* Source document
From the perspective of a consumer, my MacBook Pro is basically the perfect laptop, at least in theory.
I love the battery life and performance of the hardware, not to mention the unrivaled build quality of the MacBook (screen, trackpad, keyboard).
In practice, however, MacOS limits the capabilities of the hardware such that I cannot daily drive my MacBook Pro as a work or personal computer (poor containerization support, an annoying development toolchain, and no _real_ support for video games).
When Asahi Linux is mainlined, stable and features full hardware acceleration - the MacBook running Linux will likely be the best laptop money could buy. Until then, please AMD, Intel, release some mobile hardware that's at least as good. It sucks so bad seeing what is possible with today's technology but that being exclusive to a company unsuccessfully determined to ring fence you into their API ecosystem.
My biggest complaint is that I have a "16-core Neural Engine" in my MacBook, but nothing that can be run on it. Sure, internal macOS tools such as the fingerprint reader or even webcam might use it, but not a single ML project on github makes use of it. I can be lucky if ML projects don't depend on CUDA to run.
Honestly, I think I'll sell my MacBook Pro and just buy a new one with less cores.
Bought it expecting to be able to abuse it towards ML, but it's barely even supported.

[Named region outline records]
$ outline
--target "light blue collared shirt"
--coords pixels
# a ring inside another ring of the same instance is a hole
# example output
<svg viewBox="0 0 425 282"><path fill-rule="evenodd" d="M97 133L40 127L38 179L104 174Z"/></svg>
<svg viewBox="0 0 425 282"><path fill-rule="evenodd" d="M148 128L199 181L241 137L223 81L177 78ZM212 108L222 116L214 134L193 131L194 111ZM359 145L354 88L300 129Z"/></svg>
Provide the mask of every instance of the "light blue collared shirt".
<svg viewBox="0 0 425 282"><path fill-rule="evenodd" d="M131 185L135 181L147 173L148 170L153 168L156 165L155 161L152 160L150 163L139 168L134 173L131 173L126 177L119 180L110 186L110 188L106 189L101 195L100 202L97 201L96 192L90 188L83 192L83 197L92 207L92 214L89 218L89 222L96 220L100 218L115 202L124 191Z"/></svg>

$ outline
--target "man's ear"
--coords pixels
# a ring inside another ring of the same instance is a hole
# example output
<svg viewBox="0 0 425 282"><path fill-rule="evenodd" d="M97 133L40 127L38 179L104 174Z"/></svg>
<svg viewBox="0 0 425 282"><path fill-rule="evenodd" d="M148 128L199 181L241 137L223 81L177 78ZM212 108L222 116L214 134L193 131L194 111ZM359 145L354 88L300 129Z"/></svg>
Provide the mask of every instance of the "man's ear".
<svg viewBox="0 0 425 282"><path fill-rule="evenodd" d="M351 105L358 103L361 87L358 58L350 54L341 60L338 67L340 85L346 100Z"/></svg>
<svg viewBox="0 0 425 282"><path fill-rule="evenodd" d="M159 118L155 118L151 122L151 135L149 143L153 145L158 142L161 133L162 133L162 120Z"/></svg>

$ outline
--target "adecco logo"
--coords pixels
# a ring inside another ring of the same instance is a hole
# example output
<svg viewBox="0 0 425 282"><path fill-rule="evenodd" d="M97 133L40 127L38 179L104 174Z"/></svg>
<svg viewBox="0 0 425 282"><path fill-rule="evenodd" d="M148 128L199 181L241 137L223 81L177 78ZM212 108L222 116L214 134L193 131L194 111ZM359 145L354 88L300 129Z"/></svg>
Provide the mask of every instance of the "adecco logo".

* Job
Reproduce everything in the comment about the MacBook Pro from "From the perspective" down to "(screen, trackpad, keyboard).".

* Exercise response
From the perspective of a consumer, my MacBook Pro is basically the perfect laptop, at least in theory.
I love the battery life and performance of the hardware, not to mention the unrivaled build quality of the MacBook (screen, trackpad, keyboard).